(DATA FOR REVIEW)
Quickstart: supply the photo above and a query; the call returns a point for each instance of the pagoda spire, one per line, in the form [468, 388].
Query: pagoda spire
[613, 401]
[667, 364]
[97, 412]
(End DATA FOR REVIEW)
**EXERCISE BRIEF:** Please give an exact copy of every entry.

**REPLY TO THE EXERCISE:**
Quickstart: supply the photo above and a query; the call returns a point for each instance of the pagoda spire, one per line, in the form [468, 388].
Query: pagoda spire
[613, 401]
[667, 364]
[97, 412]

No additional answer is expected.